WRITTEN INSTRUCTION: Could you rewrite the lines below, from the line that contains "Teacher note: locate the blue hazmat" through the last line, with the requests kept as they are and every pixel coordinate in the answers multiplied by 1.6 and rounded to a whole number, halves up? Leave the sample points in the requests unchanged.

TASK DATA:
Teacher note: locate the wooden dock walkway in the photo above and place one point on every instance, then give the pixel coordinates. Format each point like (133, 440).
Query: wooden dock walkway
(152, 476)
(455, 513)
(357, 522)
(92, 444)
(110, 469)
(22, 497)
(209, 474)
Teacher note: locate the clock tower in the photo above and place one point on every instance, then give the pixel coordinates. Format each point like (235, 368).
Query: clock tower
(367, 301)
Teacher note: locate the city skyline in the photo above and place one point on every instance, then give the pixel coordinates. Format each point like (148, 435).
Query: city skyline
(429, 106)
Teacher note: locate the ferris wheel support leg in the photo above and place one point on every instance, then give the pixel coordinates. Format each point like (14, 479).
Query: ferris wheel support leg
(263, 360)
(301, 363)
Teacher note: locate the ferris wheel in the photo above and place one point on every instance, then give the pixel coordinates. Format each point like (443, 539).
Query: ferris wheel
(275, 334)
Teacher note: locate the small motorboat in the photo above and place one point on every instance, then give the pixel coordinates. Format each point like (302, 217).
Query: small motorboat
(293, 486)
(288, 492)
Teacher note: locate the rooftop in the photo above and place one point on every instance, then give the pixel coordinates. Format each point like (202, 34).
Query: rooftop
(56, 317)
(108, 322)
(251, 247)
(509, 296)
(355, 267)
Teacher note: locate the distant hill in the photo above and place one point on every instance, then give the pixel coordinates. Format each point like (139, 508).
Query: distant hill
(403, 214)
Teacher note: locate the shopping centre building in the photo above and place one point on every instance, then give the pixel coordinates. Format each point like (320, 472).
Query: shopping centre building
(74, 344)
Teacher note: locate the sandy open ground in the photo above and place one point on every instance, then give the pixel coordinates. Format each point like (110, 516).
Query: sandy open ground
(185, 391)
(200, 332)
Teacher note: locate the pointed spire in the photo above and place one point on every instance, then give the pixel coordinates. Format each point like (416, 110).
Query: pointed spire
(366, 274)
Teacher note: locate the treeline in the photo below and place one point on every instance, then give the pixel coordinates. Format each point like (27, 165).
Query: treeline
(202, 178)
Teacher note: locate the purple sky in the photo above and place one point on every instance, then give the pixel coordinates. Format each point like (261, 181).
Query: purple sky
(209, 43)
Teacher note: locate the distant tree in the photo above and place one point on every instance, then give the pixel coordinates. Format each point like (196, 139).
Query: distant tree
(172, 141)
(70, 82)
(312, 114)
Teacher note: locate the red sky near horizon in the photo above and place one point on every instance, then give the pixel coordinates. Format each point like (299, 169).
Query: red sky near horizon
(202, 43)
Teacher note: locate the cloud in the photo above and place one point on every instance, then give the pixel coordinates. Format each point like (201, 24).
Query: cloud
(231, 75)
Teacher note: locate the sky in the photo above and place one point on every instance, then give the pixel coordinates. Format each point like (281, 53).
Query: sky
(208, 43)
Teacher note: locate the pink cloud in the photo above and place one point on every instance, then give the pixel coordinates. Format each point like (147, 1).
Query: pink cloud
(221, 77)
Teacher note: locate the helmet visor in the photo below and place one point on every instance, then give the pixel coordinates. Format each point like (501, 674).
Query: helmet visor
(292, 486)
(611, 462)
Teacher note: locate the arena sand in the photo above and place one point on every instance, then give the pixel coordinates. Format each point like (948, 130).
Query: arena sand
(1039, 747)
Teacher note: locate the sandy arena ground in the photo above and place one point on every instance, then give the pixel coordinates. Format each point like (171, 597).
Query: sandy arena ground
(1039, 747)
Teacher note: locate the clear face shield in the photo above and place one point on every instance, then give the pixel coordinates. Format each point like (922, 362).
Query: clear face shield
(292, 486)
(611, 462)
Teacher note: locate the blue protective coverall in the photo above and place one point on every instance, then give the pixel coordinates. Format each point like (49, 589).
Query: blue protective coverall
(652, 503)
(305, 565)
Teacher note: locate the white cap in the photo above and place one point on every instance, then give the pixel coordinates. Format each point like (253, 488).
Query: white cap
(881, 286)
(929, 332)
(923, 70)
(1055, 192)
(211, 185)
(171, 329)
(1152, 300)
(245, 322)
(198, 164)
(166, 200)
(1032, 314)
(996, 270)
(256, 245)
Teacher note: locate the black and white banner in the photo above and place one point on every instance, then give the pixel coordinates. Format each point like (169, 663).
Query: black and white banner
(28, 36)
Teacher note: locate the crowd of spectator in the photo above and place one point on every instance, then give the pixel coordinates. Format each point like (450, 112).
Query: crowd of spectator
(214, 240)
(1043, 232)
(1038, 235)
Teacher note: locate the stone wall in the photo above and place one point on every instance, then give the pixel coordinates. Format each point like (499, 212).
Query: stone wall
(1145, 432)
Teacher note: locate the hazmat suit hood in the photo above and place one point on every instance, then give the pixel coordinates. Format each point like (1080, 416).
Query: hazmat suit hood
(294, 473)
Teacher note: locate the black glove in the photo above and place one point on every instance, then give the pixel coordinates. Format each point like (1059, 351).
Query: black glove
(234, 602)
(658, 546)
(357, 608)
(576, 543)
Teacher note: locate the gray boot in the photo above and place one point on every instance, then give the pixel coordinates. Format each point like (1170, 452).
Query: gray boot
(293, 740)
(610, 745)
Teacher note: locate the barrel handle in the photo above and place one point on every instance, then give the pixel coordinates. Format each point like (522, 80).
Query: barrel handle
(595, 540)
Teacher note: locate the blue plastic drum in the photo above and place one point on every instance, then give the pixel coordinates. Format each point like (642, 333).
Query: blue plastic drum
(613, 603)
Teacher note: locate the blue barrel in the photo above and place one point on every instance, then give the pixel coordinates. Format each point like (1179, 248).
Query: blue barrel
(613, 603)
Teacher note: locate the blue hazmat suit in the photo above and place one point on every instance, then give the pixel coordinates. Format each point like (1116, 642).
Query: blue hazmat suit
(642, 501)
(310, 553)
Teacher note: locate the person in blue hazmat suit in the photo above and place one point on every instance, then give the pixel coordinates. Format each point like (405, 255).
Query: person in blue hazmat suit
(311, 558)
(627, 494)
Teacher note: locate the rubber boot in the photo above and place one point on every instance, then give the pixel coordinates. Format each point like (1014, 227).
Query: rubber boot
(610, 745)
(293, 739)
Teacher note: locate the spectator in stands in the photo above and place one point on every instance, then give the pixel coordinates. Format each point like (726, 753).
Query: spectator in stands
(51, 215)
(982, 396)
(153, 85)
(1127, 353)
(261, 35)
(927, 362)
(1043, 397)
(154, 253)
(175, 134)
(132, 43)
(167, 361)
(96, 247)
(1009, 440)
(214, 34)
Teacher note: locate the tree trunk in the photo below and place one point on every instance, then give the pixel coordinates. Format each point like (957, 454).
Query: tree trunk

ANSWER TO THIS TASK:
Teacher note: locate the blue hazmat suit in the photo above and place one point on every instance, then give the pixel coordinates. Format each point like (1116, 642).
Query: blue hazmat suit
(1027, 802)
(496, 885)
Teacher note: locate the person in blue hazmat suit in the photo above and place one point on every instance, then give the pixel coordinates. Format each point like (405, 255).
Query: person in blue hazmat suit
(498, 893)
(1003, 790)
Teacher note: locate the rubber boot in the photo above and place one point on every instance, then give the pixel coordinates. Format each point like (1014, 227).
Query: rubber boot
(976, 1192)
(469, 1182)
Teacher note: locate the spectator in stands in the photo above and place one point on every instance, then give the pixel coordinates. Format each point like (726, 753).
Query: spectator in stands
(82, 344)
(1571, 634)
(245, 136)
(1803, 565)
(418, 56)
(1483, 579)
(1669, 635)
(246, 405)
(280, 214)
(211, 69)
(267, 578)
(154, 395)
(1614, 704)
(342, 54)
Teacher note: locate the tree trunk in the photo below and place one point on every instance, then give the pixel coordinates. Format each point like (957, 454).
Query: tree trunk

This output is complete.